[Point annotations for photos]
-*-*-
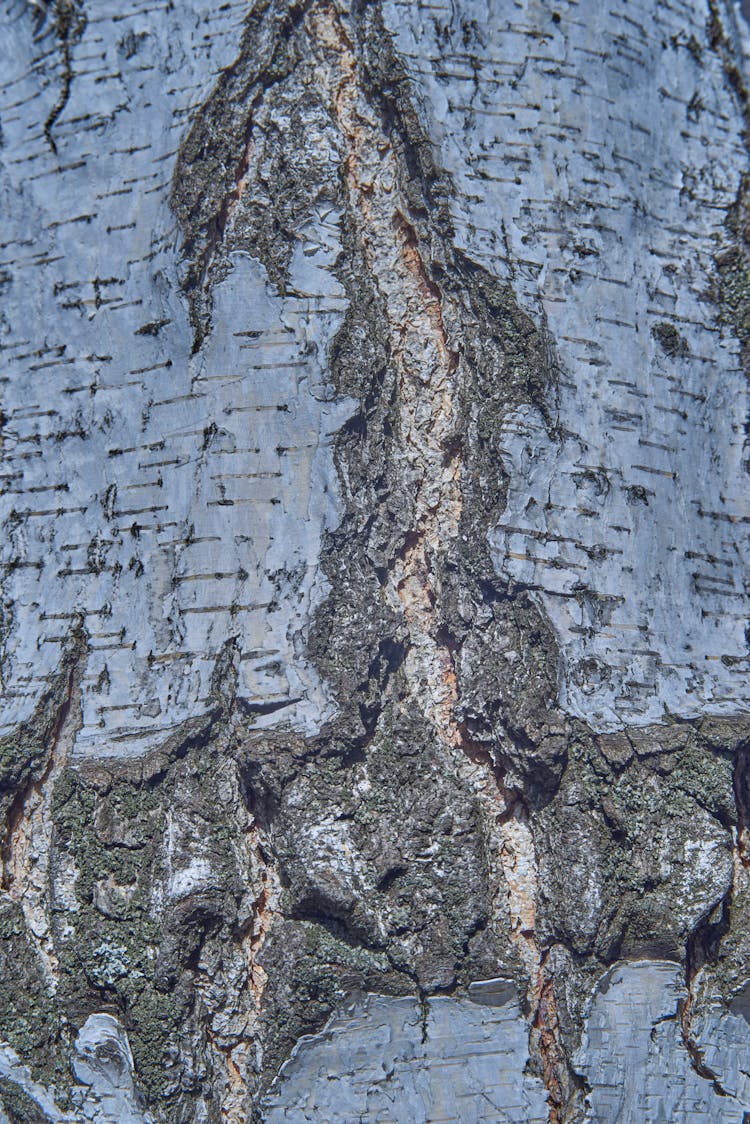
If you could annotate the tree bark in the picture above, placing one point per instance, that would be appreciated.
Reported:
(373, 642)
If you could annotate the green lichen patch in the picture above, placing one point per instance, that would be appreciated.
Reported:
(20, 1108)
(29, 1020)
(636, 848)
(152, 853)
(310, 972)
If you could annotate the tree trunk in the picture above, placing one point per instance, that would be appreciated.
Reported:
(372, 623)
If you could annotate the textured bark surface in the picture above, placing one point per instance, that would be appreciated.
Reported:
(375, 739)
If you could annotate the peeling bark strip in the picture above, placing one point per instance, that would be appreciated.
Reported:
(375, 697)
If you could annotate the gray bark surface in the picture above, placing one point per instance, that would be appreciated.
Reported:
(375, 740)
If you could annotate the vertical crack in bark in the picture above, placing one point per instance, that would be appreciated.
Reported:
(28, 840)
(427, 365)
(70, 23)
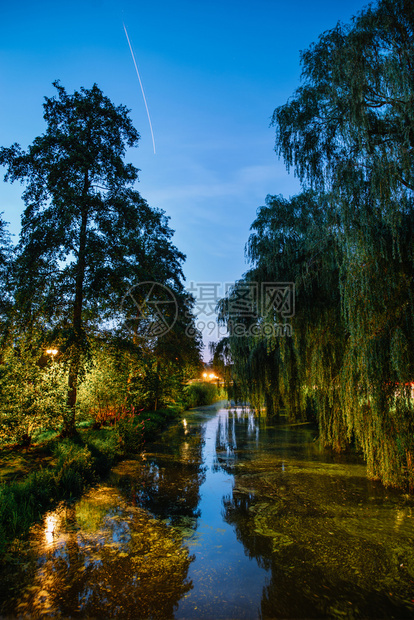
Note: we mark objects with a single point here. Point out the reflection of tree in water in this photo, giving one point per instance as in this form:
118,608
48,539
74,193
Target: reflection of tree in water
116,566
168,483
329,551
234,437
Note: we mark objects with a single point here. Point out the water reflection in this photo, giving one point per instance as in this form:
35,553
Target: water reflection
103,557
168,483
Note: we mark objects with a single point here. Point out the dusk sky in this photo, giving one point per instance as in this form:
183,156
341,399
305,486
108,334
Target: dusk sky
213,73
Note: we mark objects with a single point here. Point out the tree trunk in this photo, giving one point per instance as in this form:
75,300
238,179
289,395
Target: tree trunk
69,427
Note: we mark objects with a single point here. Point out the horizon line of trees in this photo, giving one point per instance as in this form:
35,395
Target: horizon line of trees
346,243
87,238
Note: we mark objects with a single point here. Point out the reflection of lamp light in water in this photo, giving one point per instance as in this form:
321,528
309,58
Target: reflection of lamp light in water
51,522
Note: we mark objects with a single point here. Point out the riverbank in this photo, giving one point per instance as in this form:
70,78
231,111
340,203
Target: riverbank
35,479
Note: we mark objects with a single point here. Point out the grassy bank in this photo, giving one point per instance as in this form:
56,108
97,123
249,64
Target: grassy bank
33,480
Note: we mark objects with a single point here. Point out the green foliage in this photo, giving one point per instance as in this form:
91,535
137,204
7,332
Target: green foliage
346,243
201,394
87,236
32,393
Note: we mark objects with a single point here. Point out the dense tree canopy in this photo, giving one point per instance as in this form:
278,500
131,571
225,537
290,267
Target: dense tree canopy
346,242
87,235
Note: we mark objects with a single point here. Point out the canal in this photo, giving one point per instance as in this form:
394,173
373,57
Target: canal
227,516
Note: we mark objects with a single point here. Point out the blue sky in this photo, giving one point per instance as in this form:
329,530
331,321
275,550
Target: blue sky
213,72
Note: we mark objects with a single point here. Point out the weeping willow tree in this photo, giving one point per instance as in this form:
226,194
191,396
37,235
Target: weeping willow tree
291,362
349,131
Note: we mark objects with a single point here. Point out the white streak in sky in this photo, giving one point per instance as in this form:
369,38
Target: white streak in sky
142,88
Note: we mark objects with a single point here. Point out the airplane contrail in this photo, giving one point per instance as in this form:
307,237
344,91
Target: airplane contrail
140,83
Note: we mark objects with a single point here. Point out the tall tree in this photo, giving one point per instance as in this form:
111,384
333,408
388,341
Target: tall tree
87,235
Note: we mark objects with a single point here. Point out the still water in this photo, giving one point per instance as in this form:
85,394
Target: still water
230,516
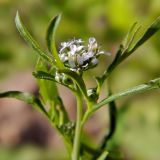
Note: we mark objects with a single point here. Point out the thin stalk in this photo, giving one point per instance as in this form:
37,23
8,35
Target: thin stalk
152,84
78,130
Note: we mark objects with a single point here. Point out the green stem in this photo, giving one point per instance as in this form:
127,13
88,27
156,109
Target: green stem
78,130
152,84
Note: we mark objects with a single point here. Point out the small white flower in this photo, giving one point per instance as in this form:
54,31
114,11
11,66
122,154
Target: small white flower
76,55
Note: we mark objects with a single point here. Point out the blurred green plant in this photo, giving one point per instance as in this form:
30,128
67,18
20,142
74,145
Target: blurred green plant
66,67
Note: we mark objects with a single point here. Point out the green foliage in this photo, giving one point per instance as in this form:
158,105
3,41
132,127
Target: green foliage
52,71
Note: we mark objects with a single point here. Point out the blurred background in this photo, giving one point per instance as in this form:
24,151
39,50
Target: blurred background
24,133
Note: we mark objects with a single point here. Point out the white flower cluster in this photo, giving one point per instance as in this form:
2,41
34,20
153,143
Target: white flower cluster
78,56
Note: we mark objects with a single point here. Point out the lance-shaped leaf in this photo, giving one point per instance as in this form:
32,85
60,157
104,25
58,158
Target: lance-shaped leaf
155,26
46,88
50,37
50,77
26,97
29,39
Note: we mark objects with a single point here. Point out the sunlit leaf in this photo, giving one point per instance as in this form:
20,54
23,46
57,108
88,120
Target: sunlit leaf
29,39
50,37
155,26
79,81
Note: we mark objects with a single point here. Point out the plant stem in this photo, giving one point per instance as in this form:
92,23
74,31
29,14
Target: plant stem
152,84
78,130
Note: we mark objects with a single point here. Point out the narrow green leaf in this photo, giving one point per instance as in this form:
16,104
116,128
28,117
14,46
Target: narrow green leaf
152,84
50,37
127,37
103,156
79,81
26,97
155,26
29,39
44,75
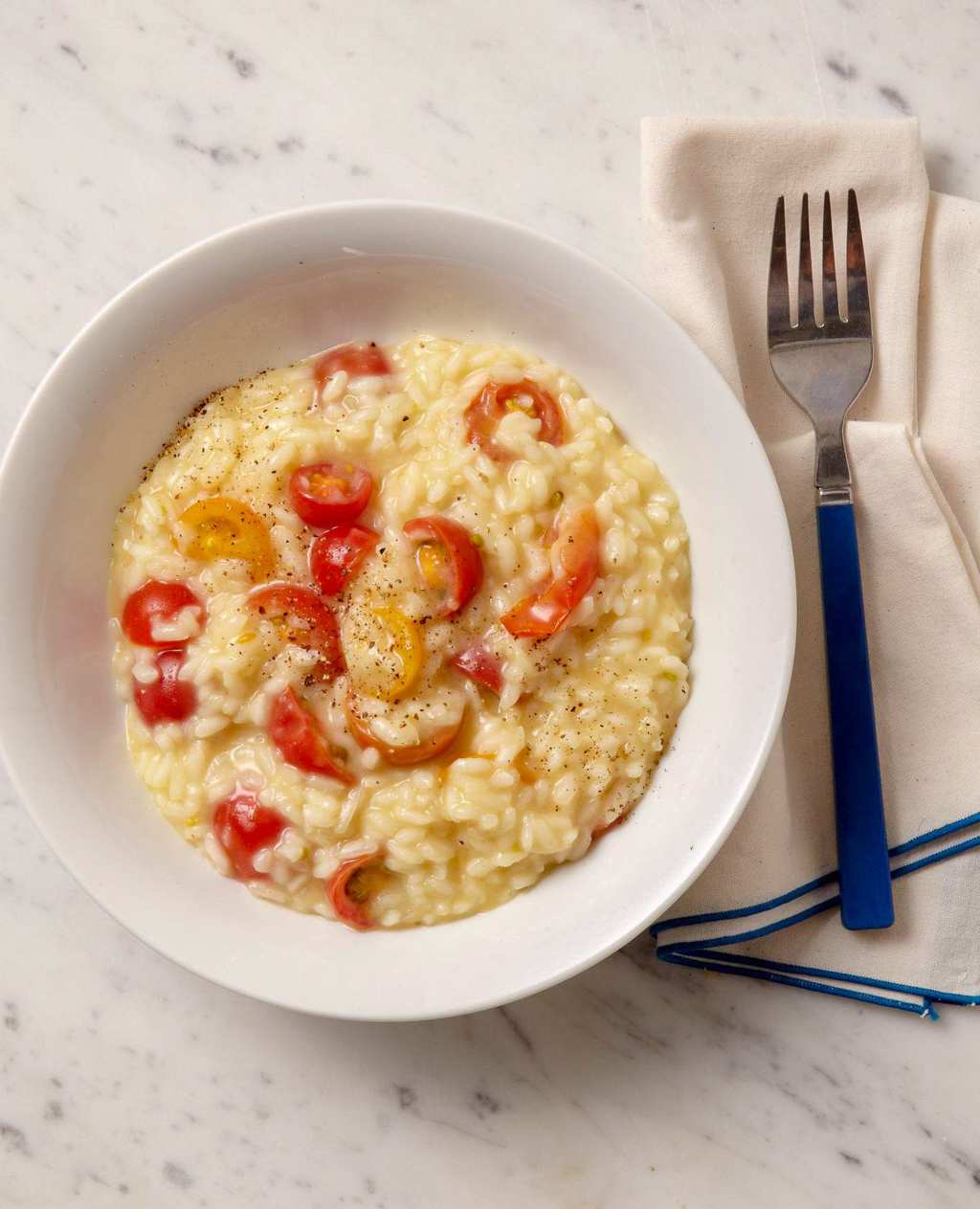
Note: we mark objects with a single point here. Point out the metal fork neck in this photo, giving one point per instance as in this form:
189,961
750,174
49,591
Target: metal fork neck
827,496
833,475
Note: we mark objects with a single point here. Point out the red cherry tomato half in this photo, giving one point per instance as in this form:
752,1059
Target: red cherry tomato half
168,698
481,666
349,891
575,554
302,619
156,601
330,493
242,827
357,361
337,554
495,400
454,562
299,739
428,749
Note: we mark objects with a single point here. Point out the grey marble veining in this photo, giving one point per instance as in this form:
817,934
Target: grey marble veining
130,129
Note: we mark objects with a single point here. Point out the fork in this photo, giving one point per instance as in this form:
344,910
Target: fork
823,368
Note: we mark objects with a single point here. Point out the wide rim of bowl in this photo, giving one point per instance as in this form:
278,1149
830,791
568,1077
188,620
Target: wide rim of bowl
36,405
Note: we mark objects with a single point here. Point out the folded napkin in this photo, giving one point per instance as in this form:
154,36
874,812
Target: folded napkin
768,906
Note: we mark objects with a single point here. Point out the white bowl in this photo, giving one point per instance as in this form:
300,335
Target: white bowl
266,294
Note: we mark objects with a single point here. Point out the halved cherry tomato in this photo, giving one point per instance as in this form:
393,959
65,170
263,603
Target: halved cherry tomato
156,602
336,554
298,736
302,619
168,698
495,400
386,652
357,361
228,528
330,493
242,827
575,564
348,891
428,749
479,665
447,559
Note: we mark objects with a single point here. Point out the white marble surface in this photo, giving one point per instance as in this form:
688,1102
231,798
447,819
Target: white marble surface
133,127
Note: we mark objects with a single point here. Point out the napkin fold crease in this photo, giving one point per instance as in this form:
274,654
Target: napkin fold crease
768,907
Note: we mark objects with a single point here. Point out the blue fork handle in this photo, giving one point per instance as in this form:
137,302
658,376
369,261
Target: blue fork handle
861,841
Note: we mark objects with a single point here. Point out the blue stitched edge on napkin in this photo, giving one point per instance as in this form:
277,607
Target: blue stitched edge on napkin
709,955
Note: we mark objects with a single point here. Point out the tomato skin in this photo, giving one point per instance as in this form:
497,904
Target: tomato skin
168,699
243,826
347,909
604,828
327,493
337,554
357,361
481,666
546,409
306,620
298,736
153,601
576,555
488,408
464,561
437,743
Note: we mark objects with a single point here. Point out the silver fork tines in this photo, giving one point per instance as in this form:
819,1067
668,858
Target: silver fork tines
822,367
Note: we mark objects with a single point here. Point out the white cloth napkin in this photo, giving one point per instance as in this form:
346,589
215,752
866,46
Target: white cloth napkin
767,906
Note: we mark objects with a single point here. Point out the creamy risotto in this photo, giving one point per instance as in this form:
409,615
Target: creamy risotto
399,629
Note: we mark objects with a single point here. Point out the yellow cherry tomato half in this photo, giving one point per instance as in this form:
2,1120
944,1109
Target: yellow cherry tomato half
433,565
228,528
406,644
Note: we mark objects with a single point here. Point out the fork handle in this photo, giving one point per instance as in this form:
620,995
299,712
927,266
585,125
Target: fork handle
865,879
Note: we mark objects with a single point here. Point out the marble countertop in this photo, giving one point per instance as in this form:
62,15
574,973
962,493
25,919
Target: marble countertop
137,127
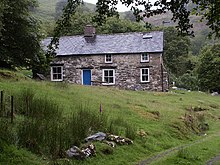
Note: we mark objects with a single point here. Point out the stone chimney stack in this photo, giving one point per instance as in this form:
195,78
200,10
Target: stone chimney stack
89,31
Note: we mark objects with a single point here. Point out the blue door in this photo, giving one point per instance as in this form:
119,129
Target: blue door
86,77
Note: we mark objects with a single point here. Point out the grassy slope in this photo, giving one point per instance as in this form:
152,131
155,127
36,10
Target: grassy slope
136,107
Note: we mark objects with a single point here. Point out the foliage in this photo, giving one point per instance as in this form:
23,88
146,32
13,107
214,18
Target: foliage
188,81
208,9
2,6
116,25
20,40
176,52
209,68
120,107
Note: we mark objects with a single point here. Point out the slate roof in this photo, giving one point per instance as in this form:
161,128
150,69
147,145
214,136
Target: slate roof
110,44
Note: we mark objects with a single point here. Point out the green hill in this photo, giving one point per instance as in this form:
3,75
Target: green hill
48,10
156,121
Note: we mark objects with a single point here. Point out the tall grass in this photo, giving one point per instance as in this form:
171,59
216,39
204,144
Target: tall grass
44,130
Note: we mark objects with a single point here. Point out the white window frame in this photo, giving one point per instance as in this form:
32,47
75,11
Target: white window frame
103,76
142,57
148,75
106,58
52,74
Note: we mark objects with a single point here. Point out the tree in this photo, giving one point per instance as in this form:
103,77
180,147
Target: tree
209,69
176,52
2,8
209,9
20,40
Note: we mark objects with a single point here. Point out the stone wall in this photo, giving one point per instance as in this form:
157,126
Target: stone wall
127,70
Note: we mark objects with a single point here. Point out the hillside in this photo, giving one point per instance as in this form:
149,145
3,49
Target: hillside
48,10
160,121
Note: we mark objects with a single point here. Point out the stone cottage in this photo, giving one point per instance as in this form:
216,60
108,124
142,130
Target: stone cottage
124,60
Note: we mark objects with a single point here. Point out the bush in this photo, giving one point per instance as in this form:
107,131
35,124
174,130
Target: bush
187,81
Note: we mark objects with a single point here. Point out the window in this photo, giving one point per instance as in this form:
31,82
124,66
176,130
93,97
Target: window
57,73
108,58
144,74
145,57
108,76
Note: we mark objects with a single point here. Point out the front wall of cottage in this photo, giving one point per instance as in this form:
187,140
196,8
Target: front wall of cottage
127,70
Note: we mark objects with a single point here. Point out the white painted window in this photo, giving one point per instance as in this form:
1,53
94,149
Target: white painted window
108,58
144,57
144,75
108,76
57,73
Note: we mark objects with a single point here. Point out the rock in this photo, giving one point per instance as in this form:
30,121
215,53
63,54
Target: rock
85,152
96,137
119,140
112,144
215,94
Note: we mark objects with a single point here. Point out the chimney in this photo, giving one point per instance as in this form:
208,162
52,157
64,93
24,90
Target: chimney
89,31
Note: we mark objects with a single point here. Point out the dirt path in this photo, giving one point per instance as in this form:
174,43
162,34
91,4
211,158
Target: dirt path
175,149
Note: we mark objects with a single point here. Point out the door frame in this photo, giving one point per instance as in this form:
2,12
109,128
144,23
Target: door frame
82,75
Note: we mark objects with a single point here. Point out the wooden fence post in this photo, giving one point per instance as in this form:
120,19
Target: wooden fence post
12,108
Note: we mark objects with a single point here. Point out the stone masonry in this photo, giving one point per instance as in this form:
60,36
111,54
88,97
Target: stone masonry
127,70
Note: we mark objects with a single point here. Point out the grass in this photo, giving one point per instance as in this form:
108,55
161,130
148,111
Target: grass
154,113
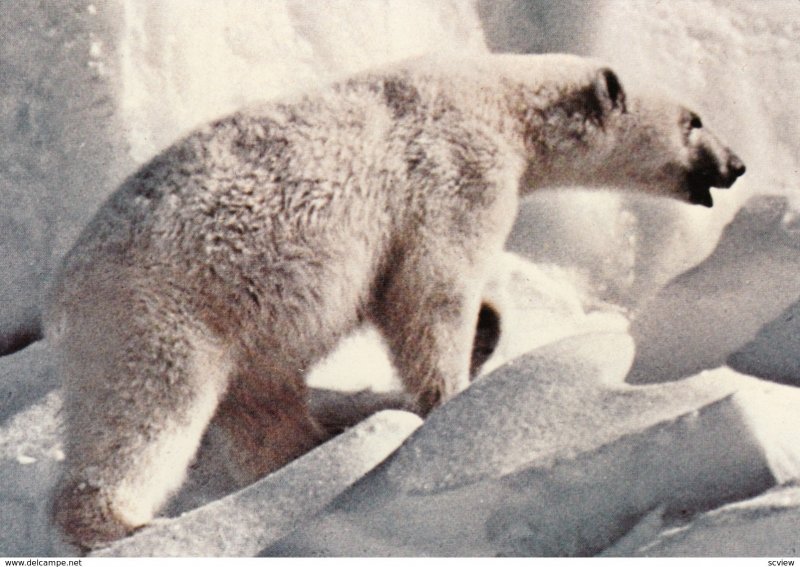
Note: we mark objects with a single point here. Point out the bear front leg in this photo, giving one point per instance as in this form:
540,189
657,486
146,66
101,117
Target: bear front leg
427,312
265,417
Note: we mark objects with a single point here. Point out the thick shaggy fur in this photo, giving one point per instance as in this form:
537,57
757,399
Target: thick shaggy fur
219,273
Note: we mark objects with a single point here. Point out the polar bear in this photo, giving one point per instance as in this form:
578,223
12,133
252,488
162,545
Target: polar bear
208,284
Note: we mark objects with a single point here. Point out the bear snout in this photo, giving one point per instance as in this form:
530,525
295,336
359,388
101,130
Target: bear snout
736,166
732,170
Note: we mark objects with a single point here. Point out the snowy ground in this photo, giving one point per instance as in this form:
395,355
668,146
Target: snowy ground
643,399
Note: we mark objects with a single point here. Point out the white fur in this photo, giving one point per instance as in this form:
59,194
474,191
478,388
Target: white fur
275,232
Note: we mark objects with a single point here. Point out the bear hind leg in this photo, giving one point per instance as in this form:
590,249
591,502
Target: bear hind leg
138,397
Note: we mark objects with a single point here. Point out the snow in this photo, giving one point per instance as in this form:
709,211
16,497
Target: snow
642,399
269,508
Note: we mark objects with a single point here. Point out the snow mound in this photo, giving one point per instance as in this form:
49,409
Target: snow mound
553,455
716,309
765,526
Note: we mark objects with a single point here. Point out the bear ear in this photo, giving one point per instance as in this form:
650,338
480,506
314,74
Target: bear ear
609,90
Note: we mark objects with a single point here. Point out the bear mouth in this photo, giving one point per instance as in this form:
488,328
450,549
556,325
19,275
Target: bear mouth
699,187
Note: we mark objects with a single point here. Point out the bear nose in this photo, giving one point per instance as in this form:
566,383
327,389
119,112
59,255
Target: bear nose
736,166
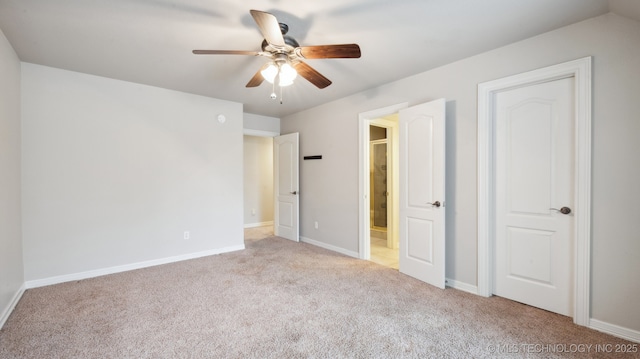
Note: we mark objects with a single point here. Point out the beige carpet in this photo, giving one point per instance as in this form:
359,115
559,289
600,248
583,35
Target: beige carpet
280,299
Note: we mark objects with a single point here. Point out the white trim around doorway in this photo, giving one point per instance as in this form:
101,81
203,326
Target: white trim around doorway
580,70
364,120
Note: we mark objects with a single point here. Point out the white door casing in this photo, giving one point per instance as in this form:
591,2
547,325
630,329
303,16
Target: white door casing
580,71
422,190
533,179
286,193
365,119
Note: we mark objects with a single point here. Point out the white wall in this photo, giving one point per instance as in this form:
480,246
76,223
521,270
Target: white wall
259,125
114,173
258,180
331,187
11,266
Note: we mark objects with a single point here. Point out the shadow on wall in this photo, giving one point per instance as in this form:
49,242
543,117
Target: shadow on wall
450,194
-*-*-
Write out exactly the lines starting with the one that holds "the white trim" and running through the last line above.

Note: we mark objects with a single point here. Point out the white trim around doorway in this photo, giving one point per instance as in this form:
101,81
203,326
Target: white trim around doorway
580,70
364,120
Note: we mark objects with a single point here. Point out the white door casing in this photo, giving one point per instance as in this form:
591,2
547,325
630,329
303,16
Target: white door casing
580,71
422,190
533,179
286,193
365,119
Note: we mark objects with a single point here. Point out the white wall in this photo, giving one point per instance as in this form:
480,246
76,223
521,270
Target: white wall
259,125
114,173
258,180
331,187
11,266
Note: we mark objects with a single point here. Point out the shadow on wall in this photo, giving one point per instance as in this form:
49,242
543,117
Target: shadow on wall
450,194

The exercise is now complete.